> [Exercise task] Repeat each record below exactly as given.

[BEGIN]

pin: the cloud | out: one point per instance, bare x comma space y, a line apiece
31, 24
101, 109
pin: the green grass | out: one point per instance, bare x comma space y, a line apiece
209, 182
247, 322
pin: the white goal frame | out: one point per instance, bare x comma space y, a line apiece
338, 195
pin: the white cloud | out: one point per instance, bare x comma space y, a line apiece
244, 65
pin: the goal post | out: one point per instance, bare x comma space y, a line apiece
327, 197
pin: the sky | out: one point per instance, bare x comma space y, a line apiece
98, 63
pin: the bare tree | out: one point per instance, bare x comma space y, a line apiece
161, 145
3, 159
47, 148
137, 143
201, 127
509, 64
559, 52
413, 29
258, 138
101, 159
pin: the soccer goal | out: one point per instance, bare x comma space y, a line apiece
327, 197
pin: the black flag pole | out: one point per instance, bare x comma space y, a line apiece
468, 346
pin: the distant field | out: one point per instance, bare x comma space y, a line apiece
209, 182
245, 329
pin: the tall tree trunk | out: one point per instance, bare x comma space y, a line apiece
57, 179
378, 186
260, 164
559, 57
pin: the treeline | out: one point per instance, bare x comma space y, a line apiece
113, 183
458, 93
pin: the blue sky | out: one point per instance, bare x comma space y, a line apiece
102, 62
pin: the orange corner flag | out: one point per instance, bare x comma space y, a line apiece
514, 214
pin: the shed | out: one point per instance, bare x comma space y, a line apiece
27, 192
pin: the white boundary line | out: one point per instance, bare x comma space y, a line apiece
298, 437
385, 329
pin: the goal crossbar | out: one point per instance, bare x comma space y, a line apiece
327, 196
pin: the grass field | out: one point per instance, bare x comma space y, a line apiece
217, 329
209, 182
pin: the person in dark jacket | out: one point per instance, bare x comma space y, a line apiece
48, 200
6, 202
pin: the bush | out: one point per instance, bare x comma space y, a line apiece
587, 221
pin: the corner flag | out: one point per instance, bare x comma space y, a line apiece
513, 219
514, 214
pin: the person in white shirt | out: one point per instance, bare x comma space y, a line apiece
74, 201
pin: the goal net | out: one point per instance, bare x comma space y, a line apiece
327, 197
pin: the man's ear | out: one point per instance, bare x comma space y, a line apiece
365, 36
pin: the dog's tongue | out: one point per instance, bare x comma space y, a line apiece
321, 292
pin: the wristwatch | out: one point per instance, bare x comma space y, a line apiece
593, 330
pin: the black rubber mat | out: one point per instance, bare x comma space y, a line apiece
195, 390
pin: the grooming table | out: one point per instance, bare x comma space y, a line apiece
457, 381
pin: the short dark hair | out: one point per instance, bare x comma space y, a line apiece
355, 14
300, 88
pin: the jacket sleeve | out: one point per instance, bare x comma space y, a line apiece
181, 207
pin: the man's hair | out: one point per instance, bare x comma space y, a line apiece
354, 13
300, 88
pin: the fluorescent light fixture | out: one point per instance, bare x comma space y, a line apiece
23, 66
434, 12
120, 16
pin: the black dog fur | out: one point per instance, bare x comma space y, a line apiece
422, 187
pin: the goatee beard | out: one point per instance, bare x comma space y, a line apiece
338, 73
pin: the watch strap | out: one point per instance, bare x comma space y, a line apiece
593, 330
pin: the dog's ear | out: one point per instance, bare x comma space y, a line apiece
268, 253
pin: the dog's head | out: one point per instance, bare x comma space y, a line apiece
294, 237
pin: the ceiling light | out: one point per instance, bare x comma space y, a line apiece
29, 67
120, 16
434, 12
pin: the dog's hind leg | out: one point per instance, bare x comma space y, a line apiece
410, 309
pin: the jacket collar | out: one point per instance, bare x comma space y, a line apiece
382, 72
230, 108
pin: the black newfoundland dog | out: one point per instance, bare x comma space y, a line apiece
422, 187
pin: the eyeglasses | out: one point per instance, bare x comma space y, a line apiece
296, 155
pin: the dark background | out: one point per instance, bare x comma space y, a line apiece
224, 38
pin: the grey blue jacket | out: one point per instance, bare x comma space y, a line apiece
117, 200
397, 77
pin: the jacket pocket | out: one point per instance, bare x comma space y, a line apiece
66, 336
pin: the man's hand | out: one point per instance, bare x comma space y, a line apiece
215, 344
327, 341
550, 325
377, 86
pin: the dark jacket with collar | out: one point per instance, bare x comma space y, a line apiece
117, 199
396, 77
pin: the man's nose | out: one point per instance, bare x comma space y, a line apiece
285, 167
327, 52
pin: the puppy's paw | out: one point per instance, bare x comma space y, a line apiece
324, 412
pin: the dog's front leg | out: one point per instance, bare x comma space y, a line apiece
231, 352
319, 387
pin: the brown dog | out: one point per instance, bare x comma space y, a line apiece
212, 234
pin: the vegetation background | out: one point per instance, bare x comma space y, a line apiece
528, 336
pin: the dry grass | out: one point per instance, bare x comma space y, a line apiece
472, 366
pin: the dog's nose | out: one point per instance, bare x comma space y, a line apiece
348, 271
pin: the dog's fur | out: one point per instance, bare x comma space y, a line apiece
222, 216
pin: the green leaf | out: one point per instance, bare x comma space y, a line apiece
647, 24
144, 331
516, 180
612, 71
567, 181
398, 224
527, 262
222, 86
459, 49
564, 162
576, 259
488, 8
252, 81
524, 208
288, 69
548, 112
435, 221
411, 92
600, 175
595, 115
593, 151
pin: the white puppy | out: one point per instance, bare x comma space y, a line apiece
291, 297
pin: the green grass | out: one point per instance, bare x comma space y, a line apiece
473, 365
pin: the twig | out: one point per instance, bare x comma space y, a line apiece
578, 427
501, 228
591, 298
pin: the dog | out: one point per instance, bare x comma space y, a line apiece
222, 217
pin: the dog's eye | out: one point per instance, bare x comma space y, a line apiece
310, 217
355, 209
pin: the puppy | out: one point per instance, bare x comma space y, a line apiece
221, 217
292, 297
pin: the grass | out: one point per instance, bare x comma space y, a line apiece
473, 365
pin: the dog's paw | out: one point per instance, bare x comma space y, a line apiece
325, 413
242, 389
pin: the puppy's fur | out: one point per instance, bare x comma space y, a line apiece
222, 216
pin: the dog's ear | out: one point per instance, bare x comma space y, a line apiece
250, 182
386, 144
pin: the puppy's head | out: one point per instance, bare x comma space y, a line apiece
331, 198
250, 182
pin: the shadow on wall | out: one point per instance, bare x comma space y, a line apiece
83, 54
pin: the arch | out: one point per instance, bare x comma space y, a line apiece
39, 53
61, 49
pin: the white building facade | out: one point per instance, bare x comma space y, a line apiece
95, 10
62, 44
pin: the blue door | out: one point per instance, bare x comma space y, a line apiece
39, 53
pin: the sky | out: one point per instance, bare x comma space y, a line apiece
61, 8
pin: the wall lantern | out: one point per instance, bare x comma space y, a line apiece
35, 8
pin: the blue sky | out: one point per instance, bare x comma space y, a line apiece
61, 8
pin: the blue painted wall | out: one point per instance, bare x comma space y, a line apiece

[END]

> [Response to this exercise]
pin: the cloud | out: one point per instance, bare x comma space y, a line apiece
31, 24
101, 109
pin: the green grass | out: one point per instance, bare x comma space y, a line apiece
209, 182
247, 322
pin: the white goal frame | out: one point per instance, bare x comma space y, a line apiece
338, 195
pin: the white cloud | out: one point per instance, bare x comma space y, a line apiece
244, 65
pin: the goal post | out: one point per instance, bare x comma space y, a line apiece
327, 197
pin: the sky | out: one point per instance, bare x comma space y, a line apiece
98, 63
pin: the bare tree | out: one point per instance, bare x comma space y, a line apiece
161, 145
3, 159
47, 148
137, 143
201, 127
509, 64
559, 52
413, 29
258, 138
101, 159
pin: the soccer goal | out: one point per instance, bare x comma space y, a line apiece
327, 197
pin: the black flag pole | out: one point per instance, bare x comma space y, a line apiece
468, 346
pin: the distant field | out: one point per instance, bare x comma space y, a line apiece
209, 182
245, 329
pin: the tall tree trunk | out: one point per instance, bare x comma space y, a line apiece
57, 179
378, 186
260, 164
559, 57
pin: the treeline | out: one point per instance, bare x comma space y, a line apiece
113, 183
458, 93
pin: the blue sky | out: one point per instance, bare x comma space y, a line apiece
102, 62
pin: the orange corner flag | out: one point per instance, bare x comma space y, a line apiece
514, 214
pin: the shed | out: one point per instance, bare x comma space y, a line apiece
27, 192
pin: the white boundary line | out: one point per instance, bare x comma space y, a line apiece
298, 437
385, 329
pin: the goal crossbar | out: one point per instance, bare x comma space y, a line apiece
327, 196
pin: the grass field | out: one point per instance, bare x comma space y, a line apiece
217, 329
209, 182
pin: the person in dark jacket | out: one point per instance, bare x comma space y, a line apiece
48, 200
6, 202
pin: the bush | out: one point per instance, bare x comma space y, a line apiece
587, 221
pin: the corner flag | out: one point per instance, bare x comma space y, a line apiece
513, 219
514, 214
pin: the person in white shirt | out: one point per instance, bare x comma space y, a line apiece
74, 201
pin: the goal net | out: one point per instance, bare x comma space y, a line apiece
327, 197
pin: the man's ear | out: one point per instance, bare x comma space y, a line apiece
365, 36
pin: the dog's tongue | out: one point per instance, bare x comma space y, a line apiece
321, 292
pin: the wristwatch | out: one point per instance, bare x comma space y, a line apiece
593, 330
pin: the black rubber mat | out: one point per instance, bare x comma space y, a line apiece
195, 390
pin: the grooming table | out: one point per instance, bare x comma space y, a line apiece
457, 381
pin: the short dark hair | out: one point per instance, bare x comma space y, a line apiece
355, 14
300, 88
pin: the jacket sleeve | out: one point per instance, bare x comma space y, a line apiece
181, 207
pin: the man's hair | out: one point per instance, bare x comma space y, a line apiece
354, 13
300, 88
pin: the fluorescent light fixture | out: one point per instance, bare x comma space y, a line apiece
23, 66
434, 12
120, 16
pin: the black dog fur | out: one point per instance, bare x comma space y, a line apiece
422, 187
pin: the goatee beard | out: one point per instance, bare x comma space y, a line apiece
338, 73
pin: the watch strap | out: one point per instance, bare x comma space y, a line apiece
593, 330
pin: the dog's ear | out: one point per instance, bare x comma space y, a line apiece
268, 253
pin: the dog's head | out: one point per instance, bare x comma space y, a line apiece
294, 237
pin: the ceiling light | out: one point per instance, bare x comma space y, a line apiece
29, 67
120, 16
434, 12
pin: the dog's hind leg | out: one point per instance, bare x comma space y, a line apiece
410, 309
pin: the jacket collar | out: one point per instance, bare x comma space y, a line apiece
382, 72
230, 108
pin: the black newfoundland dog | out: one point per instance, bare x comma space y, a line apiece
422, 187
pin: the eyeglasses | out: one point per instance, bare x comma space y, a line apiece
296, 155
pin: the dark background | out: one point per instance, bare x comma space y, a line apiece
224, 38
pin: the grey blue jacket | out: one point per instance, bare x comma space y, a line apiece
117, 200
397, 77
pin: the jacket pocket | out: one point per instance, bare x comma space y, a line apiece
66, 336
pin: the man's hand | out: one point per instance, bare x comma space y, a line apiece
215, 344
327, 341
550, 325
377, 86
pin: the dark jacket with collar | out: one point per instance, bare x comma space y, a line apiece
117, 199
396, 77
pin: the man's nose | out: one point per instance, bare x comma space y, a line apiece
285, 167
327, 52
pin: the puppy's paw | out: one point per instance, bare x comma space y, a line apiece
324, 412
pin: the dog's front leg | out: one point per instance, bare x comma space y, a line apiece
231, 352
319, 387
pin: the brown dog | out: one point per instance, bare x comma space y, a line apiece
212, 234
pin: the vegetation background | out: one point per instance, bare x comma space y, a line apiece
528, 336
pin: the dry grass | out: one point per instance, bare x comma space y, a line apiece
472, 366
pin: the dog's nose | out: one point per instance, bare x comma space y, a line apiece
348, 271
pin: the dog's fur | out: one point per instance, bare x comma space y, a line apiece
222, 216
pin: the green leaf | out: one point per instance, bare x comma space y, a line apiece
647, 24
144, 331
516, 180
612, 71
567, 181
398, 224
527, 262
222, 86
459, 49
564, 162
576, 259
488, 8
252, 81
524, 208
288, 69
548, 112
435, 221
411, 92
600, 175
595, 115
593, 151
pin: the white puppy | out: one point per instance, bare x comma space y, a line apiece
291, 297
pin: the green grass | out: one point per instance, bare x comma space y, a line apiece
473, 365
pin: the twig | out: one point per instance, bare x comma space y, a line apiece
578, 427
501, 228
591, 298
pin: the dog | out: one point per instance, bare x comma space y, a line apiece
222, 217
pin: the dog's eye | out: one point per instance, bare x comma space y, a line apiece
310, 217
355, 209
pin: the puppy | out: one point per instance, bare x comma space y, a line apiece
221, 217
292, 297
pin: the grass | out: one point per instance, bare x comma space y, a line apiece
473, 365
pin: the dog's paw | out: one point per instance, bare x comma space y, a line apiece
325, 413
242, 389
pin: the puppy's fur | out: one point per instance, bare x comma space y, a line apiece
222, 216
pin: the dog's ear | out: one point per instance, bare x comma space y, a line apiece
250, 182
386, 144
pin: the puppy's head | out: one point per instance, bare x comma space y, a line apiece
331, 198
250, 182
pin: the shadow on wall | out: one point per instance, bare x comma space y, a line apiece
83, 54
pin: the arch | out: one point per instance, bare x comma space y, a line apiece
39, 53
61, 49
pin: the white building facade | out: one point per instance, bare x comma space y, a line apiece
95, 10
62, 44
pin: the blue door | out: one point per instance, bare x comma space y, a line apiece
39, 53
pin: the sky | out: one point per instance, bare x comma space y, a line apiece
61, 8
pin: the wall lantern | out: one point per instance, bare x comma space y, a line apiece
35, 8
pin: the blue sky | out: one point per instance, bare x comma space y, a line apiece
61, 8
pin: the blue painted wall | out: one point per instance, bare x comma space y, a line apiece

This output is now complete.